• **What to produce**: Can you copy out each of the entries below again, character for character, without changing a single line?

• **Data rows**:
╭──

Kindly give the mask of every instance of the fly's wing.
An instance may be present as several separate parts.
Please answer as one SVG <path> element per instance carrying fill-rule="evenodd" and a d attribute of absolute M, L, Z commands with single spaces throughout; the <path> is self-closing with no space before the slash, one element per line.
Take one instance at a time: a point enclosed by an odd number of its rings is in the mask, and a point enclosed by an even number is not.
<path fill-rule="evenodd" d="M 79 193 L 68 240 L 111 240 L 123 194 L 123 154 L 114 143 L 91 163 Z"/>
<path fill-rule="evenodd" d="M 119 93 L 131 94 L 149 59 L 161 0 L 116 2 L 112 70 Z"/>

╰──

• **Written answer**:
Kindly give the mask of every instance of the fly's wing.
An instance may be present as several separate parts.
Please answer as one SVG <path> element per instance carrying fill-rule="evenodd" and a d attribute of absolute M, L, Z commands with single spaces throughout; the <path> is self-closing with no space before the slash, one element per line.
Take one instance at a time: a point enclosed by an odd number of its rings is in the mask, and a point enclosed by an even number is not.
<path fill-rule="evenodd" d="M 79 193 L 68 240 L 111 240 L 123 194 L 123 154 L 114 143 L 91 163 Z"/>
<path fill-rule="evenodd" d="M 119 93 L 131 94 L 149 59 L 161 0 L 116 2 L 112 70 Z"/>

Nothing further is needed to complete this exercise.